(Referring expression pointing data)
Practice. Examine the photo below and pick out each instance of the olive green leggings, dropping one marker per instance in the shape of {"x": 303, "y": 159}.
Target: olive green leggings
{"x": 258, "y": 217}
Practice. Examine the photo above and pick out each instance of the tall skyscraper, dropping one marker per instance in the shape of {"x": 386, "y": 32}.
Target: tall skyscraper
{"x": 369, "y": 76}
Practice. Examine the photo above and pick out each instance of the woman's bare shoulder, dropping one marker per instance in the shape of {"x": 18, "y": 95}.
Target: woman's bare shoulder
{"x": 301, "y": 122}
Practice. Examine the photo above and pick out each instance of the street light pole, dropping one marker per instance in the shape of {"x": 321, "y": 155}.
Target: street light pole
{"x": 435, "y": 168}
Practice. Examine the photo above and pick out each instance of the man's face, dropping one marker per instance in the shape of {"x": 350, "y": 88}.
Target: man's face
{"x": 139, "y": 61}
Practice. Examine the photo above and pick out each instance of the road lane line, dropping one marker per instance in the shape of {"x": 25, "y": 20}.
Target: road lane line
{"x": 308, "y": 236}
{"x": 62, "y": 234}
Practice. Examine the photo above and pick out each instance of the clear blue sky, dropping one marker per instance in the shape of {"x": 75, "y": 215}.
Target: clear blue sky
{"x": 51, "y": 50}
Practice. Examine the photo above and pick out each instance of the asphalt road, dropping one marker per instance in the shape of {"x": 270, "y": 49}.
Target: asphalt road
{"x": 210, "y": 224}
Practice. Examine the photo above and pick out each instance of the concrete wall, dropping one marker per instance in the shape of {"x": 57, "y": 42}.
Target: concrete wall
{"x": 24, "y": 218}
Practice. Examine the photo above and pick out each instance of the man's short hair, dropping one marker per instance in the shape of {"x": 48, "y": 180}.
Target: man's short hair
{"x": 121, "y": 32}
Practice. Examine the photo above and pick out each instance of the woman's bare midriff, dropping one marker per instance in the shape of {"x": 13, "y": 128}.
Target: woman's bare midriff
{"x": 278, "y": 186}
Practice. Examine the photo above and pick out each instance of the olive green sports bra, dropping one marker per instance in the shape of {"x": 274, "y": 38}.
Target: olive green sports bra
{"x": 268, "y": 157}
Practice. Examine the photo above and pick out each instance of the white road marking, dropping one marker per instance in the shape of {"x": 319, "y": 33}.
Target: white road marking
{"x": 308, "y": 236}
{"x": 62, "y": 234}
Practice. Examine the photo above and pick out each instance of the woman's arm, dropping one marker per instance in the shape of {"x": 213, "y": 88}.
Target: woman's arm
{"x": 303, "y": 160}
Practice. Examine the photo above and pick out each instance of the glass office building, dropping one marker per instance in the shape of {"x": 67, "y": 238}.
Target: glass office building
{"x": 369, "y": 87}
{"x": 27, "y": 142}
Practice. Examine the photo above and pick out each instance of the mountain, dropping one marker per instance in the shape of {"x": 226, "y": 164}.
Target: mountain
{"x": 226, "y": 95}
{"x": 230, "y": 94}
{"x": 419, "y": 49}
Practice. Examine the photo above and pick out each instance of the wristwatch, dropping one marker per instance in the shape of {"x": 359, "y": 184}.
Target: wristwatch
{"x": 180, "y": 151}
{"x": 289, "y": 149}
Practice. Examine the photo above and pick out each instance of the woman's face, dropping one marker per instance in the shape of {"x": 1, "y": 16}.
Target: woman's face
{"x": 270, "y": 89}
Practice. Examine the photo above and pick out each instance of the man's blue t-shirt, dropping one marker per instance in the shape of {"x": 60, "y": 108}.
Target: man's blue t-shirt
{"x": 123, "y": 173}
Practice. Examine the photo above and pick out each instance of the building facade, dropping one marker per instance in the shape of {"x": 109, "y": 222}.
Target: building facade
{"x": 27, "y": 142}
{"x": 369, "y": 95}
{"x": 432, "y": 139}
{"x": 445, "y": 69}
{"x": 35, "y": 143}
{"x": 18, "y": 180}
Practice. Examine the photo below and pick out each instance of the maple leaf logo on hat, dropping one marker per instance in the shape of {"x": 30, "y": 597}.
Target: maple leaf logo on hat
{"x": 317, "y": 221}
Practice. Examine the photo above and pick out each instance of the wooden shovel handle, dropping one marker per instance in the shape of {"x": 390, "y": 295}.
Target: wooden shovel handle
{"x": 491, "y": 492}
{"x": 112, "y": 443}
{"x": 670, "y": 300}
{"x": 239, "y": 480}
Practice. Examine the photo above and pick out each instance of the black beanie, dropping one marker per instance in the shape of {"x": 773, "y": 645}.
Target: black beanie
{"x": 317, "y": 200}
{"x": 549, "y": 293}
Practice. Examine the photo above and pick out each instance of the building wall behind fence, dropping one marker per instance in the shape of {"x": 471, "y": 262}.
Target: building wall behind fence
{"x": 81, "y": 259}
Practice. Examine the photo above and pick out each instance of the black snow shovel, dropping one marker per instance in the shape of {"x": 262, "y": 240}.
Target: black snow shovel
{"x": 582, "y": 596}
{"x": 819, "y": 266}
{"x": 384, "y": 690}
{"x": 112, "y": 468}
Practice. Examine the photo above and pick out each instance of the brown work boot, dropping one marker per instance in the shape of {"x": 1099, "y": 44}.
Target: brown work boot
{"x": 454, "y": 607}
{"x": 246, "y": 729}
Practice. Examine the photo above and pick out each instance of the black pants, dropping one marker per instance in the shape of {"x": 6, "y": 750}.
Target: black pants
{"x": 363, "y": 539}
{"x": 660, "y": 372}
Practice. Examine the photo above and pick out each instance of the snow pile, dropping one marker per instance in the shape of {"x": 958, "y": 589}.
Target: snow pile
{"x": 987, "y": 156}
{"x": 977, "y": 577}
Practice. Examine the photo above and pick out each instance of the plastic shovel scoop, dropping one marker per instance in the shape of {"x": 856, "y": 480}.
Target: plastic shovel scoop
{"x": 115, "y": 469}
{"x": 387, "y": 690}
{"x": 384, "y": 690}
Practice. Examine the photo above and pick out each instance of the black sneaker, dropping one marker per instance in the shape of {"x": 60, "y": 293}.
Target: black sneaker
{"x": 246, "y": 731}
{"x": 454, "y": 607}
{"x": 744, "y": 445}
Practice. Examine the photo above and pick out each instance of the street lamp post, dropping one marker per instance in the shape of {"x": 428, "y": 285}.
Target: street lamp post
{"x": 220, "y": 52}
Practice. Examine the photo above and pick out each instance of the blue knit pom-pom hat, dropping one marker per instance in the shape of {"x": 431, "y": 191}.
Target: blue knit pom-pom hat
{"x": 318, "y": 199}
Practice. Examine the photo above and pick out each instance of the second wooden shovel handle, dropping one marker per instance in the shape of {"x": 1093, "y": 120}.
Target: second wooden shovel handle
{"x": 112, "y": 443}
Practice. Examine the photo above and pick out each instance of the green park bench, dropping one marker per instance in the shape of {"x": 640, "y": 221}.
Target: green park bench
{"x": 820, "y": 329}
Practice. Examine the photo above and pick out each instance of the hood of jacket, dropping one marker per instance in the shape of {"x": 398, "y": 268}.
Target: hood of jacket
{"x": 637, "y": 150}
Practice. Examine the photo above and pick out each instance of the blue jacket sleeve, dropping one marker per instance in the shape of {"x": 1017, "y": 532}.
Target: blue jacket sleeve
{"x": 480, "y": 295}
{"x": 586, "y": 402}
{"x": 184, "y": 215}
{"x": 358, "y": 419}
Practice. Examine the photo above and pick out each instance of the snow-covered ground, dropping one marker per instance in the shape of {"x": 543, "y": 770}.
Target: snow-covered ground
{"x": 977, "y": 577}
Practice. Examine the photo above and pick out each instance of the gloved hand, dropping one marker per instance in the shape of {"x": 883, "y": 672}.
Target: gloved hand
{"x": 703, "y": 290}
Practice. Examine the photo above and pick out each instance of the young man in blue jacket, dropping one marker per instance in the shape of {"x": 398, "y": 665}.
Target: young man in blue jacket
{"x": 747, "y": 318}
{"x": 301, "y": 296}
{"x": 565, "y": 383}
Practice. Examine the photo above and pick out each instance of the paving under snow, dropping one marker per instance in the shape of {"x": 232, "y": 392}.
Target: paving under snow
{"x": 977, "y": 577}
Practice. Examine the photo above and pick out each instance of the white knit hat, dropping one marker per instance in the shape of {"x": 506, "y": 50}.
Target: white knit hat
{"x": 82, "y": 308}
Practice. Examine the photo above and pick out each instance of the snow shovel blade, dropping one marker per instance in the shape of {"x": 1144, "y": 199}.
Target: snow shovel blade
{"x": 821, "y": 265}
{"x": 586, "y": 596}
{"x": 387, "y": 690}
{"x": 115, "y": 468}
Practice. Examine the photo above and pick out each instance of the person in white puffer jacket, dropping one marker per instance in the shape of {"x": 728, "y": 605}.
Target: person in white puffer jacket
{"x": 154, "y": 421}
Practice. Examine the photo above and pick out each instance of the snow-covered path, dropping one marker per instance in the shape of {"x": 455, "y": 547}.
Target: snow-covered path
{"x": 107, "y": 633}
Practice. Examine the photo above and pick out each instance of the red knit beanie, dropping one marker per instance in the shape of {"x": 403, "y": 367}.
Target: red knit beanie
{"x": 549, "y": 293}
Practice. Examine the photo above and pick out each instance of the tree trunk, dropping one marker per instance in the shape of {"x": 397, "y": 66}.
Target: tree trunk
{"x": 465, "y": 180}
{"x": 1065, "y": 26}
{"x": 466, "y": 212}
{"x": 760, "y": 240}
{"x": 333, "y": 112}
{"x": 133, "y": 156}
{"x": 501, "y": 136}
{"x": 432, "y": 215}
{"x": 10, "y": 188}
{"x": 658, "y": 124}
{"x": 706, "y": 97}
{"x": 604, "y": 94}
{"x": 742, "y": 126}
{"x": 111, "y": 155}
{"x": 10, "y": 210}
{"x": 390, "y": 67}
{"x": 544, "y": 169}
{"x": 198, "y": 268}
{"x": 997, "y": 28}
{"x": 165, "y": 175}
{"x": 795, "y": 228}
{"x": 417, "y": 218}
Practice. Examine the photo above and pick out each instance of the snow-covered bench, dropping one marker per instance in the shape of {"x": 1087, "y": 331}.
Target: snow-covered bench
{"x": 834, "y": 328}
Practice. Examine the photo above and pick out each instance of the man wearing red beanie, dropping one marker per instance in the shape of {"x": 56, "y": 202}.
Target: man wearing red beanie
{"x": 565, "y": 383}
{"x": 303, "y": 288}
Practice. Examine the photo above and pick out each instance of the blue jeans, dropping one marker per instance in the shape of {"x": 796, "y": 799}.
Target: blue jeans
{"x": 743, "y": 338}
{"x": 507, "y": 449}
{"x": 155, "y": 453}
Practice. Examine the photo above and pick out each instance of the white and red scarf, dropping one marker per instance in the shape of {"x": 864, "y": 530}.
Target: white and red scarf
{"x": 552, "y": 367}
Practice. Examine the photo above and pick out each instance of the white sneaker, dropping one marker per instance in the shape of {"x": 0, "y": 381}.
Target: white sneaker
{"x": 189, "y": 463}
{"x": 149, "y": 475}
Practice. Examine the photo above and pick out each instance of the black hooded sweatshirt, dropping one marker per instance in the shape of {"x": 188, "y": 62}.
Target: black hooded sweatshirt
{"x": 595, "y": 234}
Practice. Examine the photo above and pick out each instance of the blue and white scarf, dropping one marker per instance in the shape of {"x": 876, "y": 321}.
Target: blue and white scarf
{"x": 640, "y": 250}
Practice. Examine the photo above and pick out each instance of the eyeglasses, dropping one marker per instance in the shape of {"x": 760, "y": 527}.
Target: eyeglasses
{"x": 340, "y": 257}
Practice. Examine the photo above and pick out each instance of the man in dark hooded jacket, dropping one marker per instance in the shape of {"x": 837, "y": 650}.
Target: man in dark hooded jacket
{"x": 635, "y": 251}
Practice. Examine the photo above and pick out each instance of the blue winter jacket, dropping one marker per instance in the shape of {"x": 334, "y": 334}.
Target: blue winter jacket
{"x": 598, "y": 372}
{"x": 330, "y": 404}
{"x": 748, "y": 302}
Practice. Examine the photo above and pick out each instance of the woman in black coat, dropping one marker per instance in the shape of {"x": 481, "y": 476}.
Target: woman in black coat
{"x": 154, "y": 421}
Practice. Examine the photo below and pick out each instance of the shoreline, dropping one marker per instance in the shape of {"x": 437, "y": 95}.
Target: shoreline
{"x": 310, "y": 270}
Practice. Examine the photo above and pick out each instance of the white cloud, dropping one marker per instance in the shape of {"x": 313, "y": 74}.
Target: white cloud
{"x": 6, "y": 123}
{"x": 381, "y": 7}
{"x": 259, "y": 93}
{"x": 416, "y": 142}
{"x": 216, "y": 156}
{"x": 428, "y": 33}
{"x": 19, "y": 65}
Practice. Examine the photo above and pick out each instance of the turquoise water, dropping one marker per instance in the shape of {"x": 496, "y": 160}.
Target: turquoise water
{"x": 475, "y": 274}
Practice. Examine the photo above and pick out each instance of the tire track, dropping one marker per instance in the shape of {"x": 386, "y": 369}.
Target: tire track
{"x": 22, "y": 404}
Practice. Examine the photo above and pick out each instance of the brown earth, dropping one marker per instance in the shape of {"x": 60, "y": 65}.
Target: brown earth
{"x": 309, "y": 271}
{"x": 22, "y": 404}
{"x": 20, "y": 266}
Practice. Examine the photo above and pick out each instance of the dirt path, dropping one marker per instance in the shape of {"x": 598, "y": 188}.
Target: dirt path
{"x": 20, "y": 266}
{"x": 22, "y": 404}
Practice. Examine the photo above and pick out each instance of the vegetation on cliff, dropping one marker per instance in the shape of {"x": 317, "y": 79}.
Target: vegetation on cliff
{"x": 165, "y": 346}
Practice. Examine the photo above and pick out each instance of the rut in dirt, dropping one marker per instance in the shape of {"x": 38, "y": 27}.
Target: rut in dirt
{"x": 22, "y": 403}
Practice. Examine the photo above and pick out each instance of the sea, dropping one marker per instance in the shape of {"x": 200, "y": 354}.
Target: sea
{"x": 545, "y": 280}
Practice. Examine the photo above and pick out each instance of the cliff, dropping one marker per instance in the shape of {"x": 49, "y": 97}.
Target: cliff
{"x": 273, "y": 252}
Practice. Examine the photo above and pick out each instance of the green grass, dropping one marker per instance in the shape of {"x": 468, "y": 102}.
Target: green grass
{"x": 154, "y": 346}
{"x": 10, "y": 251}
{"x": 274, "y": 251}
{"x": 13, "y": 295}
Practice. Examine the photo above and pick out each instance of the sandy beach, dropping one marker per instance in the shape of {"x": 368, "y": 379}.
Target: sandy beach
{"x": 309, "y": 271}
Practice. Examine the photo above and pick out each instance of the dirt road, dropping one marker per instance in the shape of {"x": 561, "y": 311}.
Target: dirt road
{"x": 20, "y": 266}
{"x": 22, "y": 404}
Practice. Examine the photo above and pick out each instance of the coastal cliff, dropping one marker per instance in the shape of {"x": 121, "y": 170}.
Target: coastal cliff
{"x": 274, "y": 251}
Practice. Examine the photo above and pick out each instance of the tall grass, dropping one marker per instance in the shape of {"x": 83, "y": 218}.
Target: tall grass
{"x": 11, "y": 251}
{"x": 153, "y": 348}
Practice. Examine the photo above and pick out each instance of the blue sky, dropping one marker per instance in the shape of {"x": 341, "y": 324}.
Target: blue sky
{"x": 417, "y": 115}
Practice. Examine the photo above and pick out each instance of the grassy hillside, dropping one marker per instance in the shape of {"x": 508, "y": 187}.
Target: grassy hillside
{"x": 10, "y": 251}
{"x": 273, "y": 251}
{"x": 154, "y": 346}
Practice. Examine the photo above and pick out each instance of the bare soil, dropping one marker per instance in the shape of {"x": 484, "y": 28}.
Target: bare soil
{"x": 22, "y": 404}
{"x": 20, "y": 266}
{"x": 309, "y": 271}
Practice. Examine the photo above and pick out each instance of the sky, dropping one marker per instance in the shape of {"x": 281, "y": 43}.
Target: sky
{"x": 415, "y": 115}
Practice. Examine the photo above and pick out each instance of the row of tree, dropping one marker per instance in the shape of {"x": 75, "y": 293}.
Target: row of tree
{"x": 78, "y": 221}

Your goal — In the data above, how many lines include the word "below"? Answer with the number only.

Written response — 3